▶ EXERCISE AIM
Each record must reappear in the answer exactly as it is written.

##### SUPPLIED INFORMATION #####

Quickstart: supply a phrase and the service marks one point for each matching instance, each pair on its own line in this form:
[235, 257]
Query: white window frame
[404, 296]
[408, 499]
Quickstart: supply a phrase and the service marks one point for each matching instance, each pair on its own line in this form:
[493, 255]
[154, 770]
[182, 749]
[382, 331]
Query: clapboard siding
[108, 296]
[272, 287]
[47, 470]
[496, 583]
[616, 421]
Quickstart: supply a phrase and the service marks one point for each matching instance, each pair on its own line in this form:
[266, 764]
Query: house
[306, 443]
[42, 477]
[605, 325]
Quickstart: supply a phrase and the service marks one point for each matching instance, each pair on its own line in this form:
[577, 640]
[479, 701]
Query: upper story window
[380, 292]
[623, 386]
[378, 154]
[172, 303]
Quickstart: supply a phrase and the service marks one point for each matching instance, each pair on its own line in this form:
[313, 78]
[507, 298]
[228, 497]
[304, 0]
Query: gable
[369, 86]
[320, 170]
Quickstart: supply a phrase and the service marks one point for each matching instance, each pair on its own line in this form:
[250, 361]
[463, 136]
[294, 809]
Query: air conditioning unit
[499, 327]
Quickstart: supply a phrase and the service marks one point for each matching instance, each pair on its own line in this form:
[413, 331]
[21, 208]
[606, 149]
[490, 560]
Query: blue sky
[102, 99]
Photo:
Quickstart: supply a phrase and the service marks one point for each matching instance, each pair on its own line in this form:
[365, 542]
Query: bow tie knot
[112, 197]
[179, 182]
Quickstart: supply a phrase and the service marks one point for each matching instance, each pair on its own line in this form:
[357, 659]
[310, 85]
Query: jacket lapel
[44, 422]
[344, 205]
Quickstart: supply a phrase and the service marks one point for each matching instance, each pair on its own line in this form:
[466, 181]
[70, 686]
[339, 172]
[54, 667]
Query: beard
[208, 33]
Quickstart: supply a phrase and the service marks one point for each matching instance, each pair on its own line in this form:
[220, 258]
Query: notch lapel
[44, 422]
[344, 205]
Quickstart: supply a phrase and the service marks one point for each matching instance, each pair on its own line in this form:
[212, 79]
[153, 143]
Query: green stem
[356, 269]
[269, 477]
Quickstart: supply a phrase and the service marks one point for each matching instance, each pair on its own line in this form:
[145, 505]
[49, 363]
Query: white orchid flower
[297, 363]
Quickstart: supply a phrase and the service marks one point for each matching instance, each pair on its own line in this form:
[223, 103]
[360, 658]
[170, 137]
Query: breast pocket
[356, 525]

#####

▶ SOLUTION TO THE PROBLEM
Quickstart: supply a phrase and the service marks one point for each matching instance, each pair on its own line in this form:
[235, 257]
Query: white window frame
[404, 296]
[408, 499]
Quickstart: supply a phrase and the service marks one point for each matching instance, each pair on its own line in this form:
[493, 255]
[154, 770]
[182, 749]
[382, 331]
Query: clapboard siding
[108, 296]
[272, 287]
[47, 470]
[496, 583]
[616, 421]
Quickstart: supply a phrase and the service marks one point for each matching instance, each pair on its own line in this form:
[266, 764]
Query: house
[306, 443]
[42, 477]
[605, 325]
Quickstart: supply a phrase and the service marks one point for each matching instance, each pair on its own line in this form:
[577, 640]
[479, 701]
Query: upper story window
[380, 292]
[623, 386]
[378, 154]
[172, 303]
Quickstart: supply a phrase and the service marks one point for each matching instance, each pair on its own line in this form:
[313, 78]
[507, 298]
[228, 497]
[304, 0]
Query: gable
[369, 86]
[320, 170]
Quickstart: supply a phrase and the service marks one point for each matching instance, each pair on its own line in this form:
[250, 361]
[463, 136]
[294, 809]
Query: air conditioning unit
[499, 327]
Quickstart: supply a phrase and the service marks one point for each matching instance, each pair on its own line in this form:
[413, 331]
[21, 208]
[606, 149]
[490, 560]
Query: blue sky
[102, 99]
Photo:
Quickstart: supply a phrase and the service marks one point for each matching instance, each pair on its own line in this form:
[365, 542]
Query: bow tie knot
[112, 197]
[179, 182]
Quickstart: supply a phrase and the service marks one point for each matching instance, each pair on its own line in this form:
[357, 659]
[310, 85]
Query: jacket lapel
[44, 422]
[344, 205]
Quickstart: supply a phrase and the service marks one point for each matching instance, each pair on its own line in this form:
[466, 181]
[70, 686]
[339, 172]
[54, 667]
Query: beard
[208, 33]
Quickstart: supply a phrase and the service marks one point for each matching instance, each pair on its own line in this form:
[220, 258]
Query: notch lapel
[44, 422]
[344, 205]
Quickstart: supply a phrase and the service marks one point for each matching instance, each pair on its own line in this form:
[212, 79]
[153, 143]
Query: green stem
[356, 269]
[269, 477]
Quickstart: supply a phrase and the service marks one point for each matching instance, each pair on its own line in this form:
[145, 505]
[49, 363]
Query: white orchid flower
[297, 363]
Quickstart: supply a phrase and the service marks one point for each matching instance, each pair on its own line in this form:
[223, 103]
[360, 658]
[170, 137]
Query: breast pocket
[356, 525]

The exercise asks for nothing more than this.